* _REQUIRED ACTION_
Would you return the entries below word for word?

* _SUPPLIED ENTRIES_

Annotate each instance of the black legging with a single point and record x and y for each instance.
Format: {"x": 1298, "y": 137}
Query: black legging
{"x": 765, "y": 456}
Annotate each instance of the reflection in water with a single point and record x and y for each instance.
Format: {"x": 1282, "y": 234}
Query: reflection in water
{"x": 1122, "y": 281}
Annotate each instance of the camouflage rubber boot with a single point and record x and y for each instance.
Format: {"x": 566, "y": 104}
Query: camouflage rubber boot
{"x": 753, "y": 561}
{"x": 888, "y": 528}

* _ANSWER SECTION_
Annotate each instance of the black legging with a single point and record x and y for each instance.
Format: {"x": 1298, "y": 137}
Query: black legging
{"x": 765, "y": 456}
Annotate each instance of the reflection in water with a single point and record x and y for each instance.
Format: {"x": 1282, "y": 234}
Query: reflection in water
{"x": 1122, "y": 281}
Annotate each instance of the camouflage rubber boot with a single point and record x and y for each instance.
Format: {"x": 566, "y": 104}
Query: camouflage rubber boot
{"x": 753, "y": 561}
{"x": 888, "y": 528}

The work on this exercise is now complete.